The influence of technology in healthcare and well-being is apparent in many domains, starting from hospitals, home-healthcare, elderly assisted living and extending to healthcare related well-being applications, such as disease prevention, activity monitoring, fitness and (top-) sports programs and balanced lifestyle. Some major characteristics of the present application of technology in healthcare and well-being are:
- There still is a strong tendency towards technology push from medical/well-being (equipment) suppliers.
- Healthcare professionals and health coaches primarily focus on individual clients/patients and medical/physiological knowledge. Technology is considered to facilitate their core activities.
- New health-related technologies only are accepted by both health professionals and clients/patients after extensive evaluation and broad acceptance by leading experts in the field. Prerequisite is that new technologies for healthcare and well-being have proven to be robust, non-obtrusive and reliable.
- Healthcare professionals often have severe problems with overseeing and absorbing the potential impact of new technologies.
- New technologies as such do not necessarily lead to higher efficiency of healthcare and well-being applications. Initially, they often even lead to an increase in cost of care.
- Healthcare and well-being related technologies rapidly move close to and even into people’s homes.
A key link which appears to be missing is the translation of real ‘customer’ needs to new technology developments. The customers include both citizens (patients, clients and even healthy people) as well as healthcare professionals. Thus, there is a clear need for people who can translate new technology to customer benefits within the healthcare, well-being and sports domains.
When healthcare and well-being technology moves into homes the issue of translating available technology into relevant and really useful devices (contributing to well-being) becomes even harder and their integration via ICT into the healthcare eco-system more challenging. Ethics and privacy issues might be more important than technology options.

▶ _INFORMATION SHOWN_:
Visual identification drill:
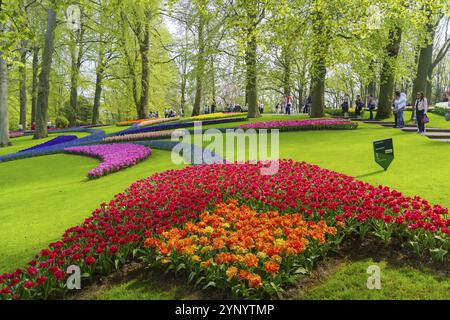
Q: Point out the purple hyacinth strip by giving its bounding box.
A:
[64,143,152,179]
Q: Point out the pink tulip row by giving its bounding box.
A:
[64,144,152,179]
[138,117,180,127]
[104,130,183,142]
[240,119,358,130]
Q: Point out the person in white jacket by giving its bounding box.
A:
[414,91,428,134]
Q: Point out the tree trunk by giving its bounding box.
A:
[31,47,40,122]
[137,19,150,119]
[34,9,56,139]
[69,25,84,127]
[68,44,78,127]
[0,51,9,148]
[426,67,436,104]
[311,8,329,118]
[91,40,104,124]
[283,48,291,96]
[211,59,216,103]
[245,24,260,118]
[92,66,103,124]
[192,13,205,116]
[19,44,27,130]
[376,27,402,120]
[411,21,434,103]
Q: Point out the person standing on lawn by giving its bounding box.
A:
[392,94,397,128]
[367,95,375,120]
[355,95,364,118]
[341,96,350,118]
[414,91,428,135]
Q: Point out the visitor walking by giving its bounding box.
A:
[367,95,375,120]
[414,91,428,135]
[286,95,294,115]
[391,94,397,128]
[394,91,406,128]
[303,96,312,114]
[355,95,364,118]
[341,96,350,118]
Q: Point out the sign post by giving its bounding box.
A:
...
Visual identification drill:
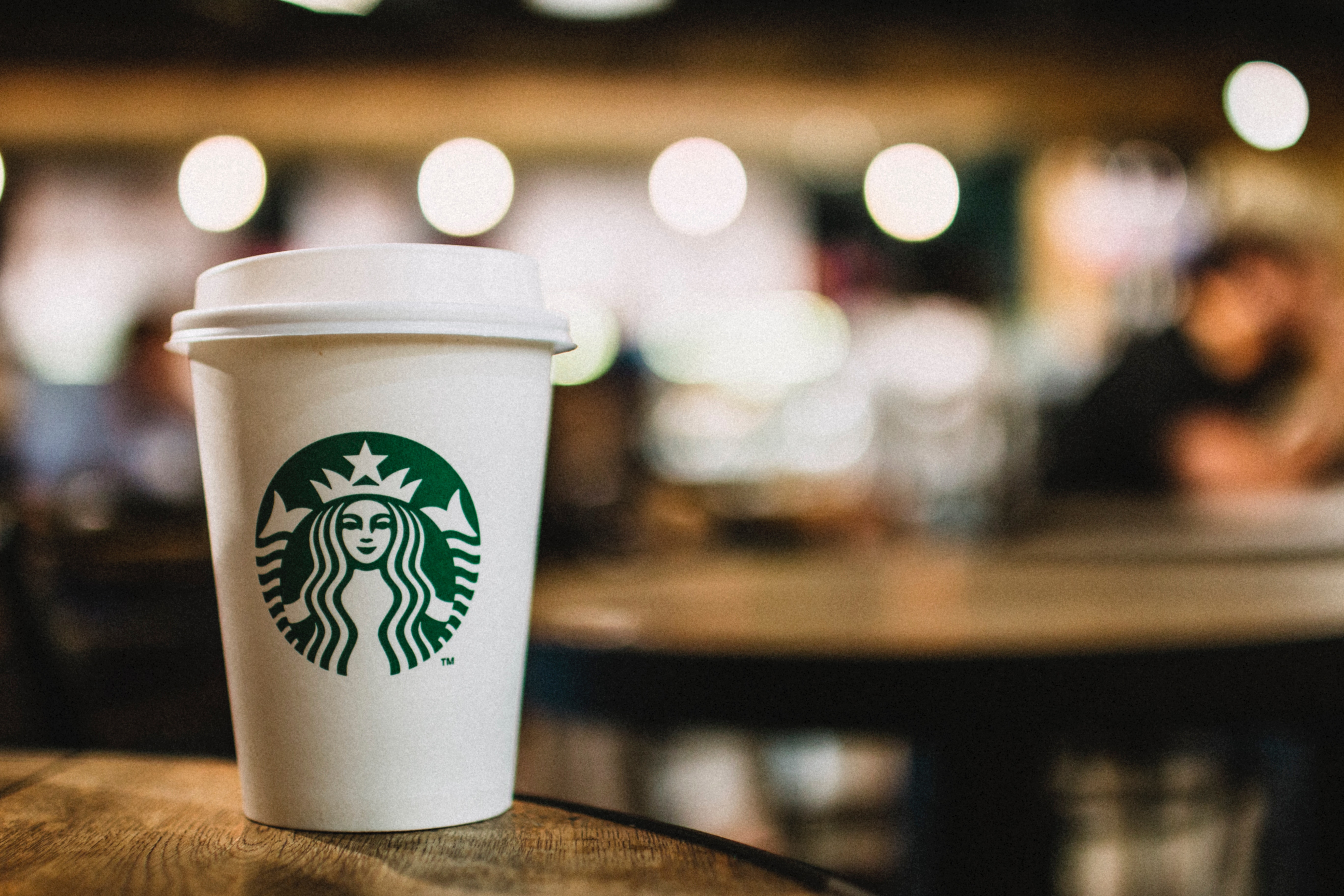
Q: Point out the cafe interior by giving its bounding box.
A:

▶ _EXERCISE 1_: Reproduce the passage on technology in healthcare from "- New health-related" to "non-obtrusive and reliable.".
▶ _EXERCISE 2_: List the healthcare-related well-being applications that the passage on technology in healthcare names as examples.
▶ _EXERCISE 3_:
According to the passage on technology in healthcare, is each statement correct? Answer yes or no for each, and quote the deciding words.
(a) New technologies usually lower the cost of care from the start.
(b) Healthcare professionals count among the customers.
(c) Ethics and privacy issues may matter more than technology options.

▶ _PROBLEM SOLUTION 1_:
- New health-related technologies only are accepted by both health professionals and clients/patients after extensive evaluation and broad acceptance by leading experts in the field. Prerequisite is that new technologies for healthcare and well-being have proven to be robust, non-obtrusive and reliable.

▶ _PROBLEM SOLUTION 2_:
- disease prevention
- activity monitoring
- fitness and (top-) sports programs
- balanced lifestyle

▶ _PROBLEM SOLUTION 3_:
(a) No: "Initially, they often even lead to an increase in cost of care."
(b) Yes: "The customers include both citizens (patients, clients and even healthy people) as well as healthcare professionals."
(c) Yes: "Ethics and privacy issues might be more important than technology options."